• [TEXTAUSZUG]
○ ○ ○ ○ ○ ○ ○

Der Oberste Gerichtshof hat durch den Senatspräsidenten des Obersten Gerichtshofes Dr. Marold als Vorsitzenden und durch die Hofräte des Obersten Gerichtshofes Hon.Prof. Dr. Griehsler, Dr. Jensik, Dr. Zehetner und Dr. Klinger als Richter in der Mietrechtssache der Antragstellerin Ingeborg P***, Schneiderin, Gyristraße 7, 4910 Ried im Innkreis, vertreten durch den Angestellten des Mieterschutzverbandes Österreichs, Landesleitung Oberösterreich, Wolfgang W***, Museumstraße 5, 4020 Linz, wider den Antragsgegner Johann P***, Pensionist, Innerleiten 4, 4873 Frankenburg, vertreten durch Maria Anna P***, Innerleiten 4, 4873 Frankenburg, wegen Feststellung nach § 37 Abs 1 Z 8 MRG infolge Revisionsrekurses des Antragsgegners gegen den Beschluß des Kreisgerichtes Ried im Innkreis als Rekursgerichtes vom 30. September 1986, GZ R 343/86-15, womit der Beschluß des Bezirksgerichtes Ried im Innkreis vom 3. Juli 1986, GZ Msch 2/86-12, teilweise abgeändert wurde, folgenden

Beschluß

gefaßt:

Spruch

Aus Anlaß des Revisionsrekurses werden der Sachbeschluß des Erstgerichtes, soweit dieser nicht durch Unterlassung der Anfechtung in Teilrechtskraft erwachsen ist (Feststellung, daß ein S 592,63 monatlich übersteigender Hauptmietzins unzulässig ist, Feststellung der Überschreitung des gesetzlich höchstzulässigen Hauptmietzinsausmaßes mit S 4.388,44 und Verpflichtung des Vermieters, diesen Betrag samt gestaffelten Zinsen an die Mieterin zurückzuzahlen), das abgeführte Rechtsmittelverfahren und der Sachbeschluß des Rekursgerichtes als nichtig aufgehoben. Die Sache wird an das Gericht erster Instanz zur Verhandlung und Entscheidung verwiesen.

○ ○ ○ ○ ○ ○ ○

• [AUFGABEN]
- a) Gib den Abschnitt des Gerichtsbeschlusses zwischen „Aus Anlaß des“ und „und Entscheidung verwiesen.“, beide einschließlich, erneut wieder und tausche darin „nichtig“ gegen „unwirksam“ aus.
- b) Entscheide für jede Aussage mit Ja oder Nein, ob sie mit dem Gerichtsbeschluss übereinstimmt, und belege jede Entscheidung mit den ausschlaggebenden Worten des Gerichtsbeschlusses: (i) Den Vorsitz führte Dr. Marold. (ii) Der Revisionsrekurs wurde von der Antragstellerin erhoben. (iii) Die Sache wird an das Rekursgericht verwiesen.
- c) Übersetze den folgenden Satz aus dem Gerichtsbeschluss ins Englische: „Die Sache wird an das Gericht erster Instanz zur Verhandlung und Entscheidung verwiesen.“

(Gespeicherte Einträge)

○ ○ ○ ○ ○ ○ ○

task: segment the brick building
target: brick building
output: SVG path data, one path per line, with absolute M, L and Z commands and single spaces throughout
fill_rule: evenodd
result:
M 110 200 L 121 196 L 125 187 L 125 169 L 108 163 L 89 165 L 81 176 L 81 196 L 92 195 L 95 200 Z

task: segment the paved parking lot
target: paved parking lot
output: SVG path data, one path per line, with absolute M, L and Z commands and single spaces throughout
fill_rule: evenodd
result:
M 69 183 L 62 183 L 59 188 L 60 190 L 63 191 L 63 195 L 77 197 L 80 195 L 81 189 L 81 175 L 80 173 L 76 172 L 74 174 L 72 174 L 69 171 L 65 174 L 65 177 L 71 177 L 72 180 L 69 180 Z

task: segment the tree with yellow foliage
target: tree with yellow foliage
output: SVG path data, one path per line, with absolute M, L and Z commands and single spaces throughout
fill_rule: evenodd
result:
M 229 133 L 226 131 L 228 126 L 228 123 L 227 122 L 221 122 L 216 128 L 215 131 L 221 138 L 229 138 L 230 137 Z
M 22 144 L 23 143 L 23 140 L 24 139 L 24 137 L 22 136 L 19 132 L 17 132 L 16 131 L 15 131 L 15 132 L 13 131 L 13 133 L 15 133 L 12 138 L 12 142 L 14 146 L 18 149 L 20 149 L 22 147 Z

○ ○ ○ ○ ○ ○ ○

• [GEGEBENE ANTWORTEN]
- a)
Aus Anlaß des Revisionsrekurses werden der Sachbeschluß des Erstgerichtes, soweit dieser nicht durch Unterlassung der Anfechtung in Teilrechtskraft erwachsen ist (Feststellung, daß ein S 592,63 monatlich übersteigender Hauptmietzins unzulässig ist, Feststellung der Überschreitung des gesetzlich höchstzulässigen Hauptmietzinsausmaßes mit S 4.388,44 und Verpflichtung des Vermieters, diesen Betrag samt gestaffelten Zinsen an die Mieterin zurückzuzahlen), das abgeführte Rechtsmittelverfahren und der Sachbeschluß des Rekursgerichtes als unwirksam aufgehoben. Die Sache wird an das Gericht erster Instanz zur Verhandlung und Entscheidung verwiesen.

- b)
(i) Ja: „Dr. Marold als Vorsitzenden“
(ii) Nein: „infolge Revisionsrekurses des Antragsgegners“
(iii) Nein: „Die Sache wird an das Gericht erster Instanz zur Verhandlung und Entscheidung verwiesen.“

- c) The matter is referred to the court of first instance for hearing and decision.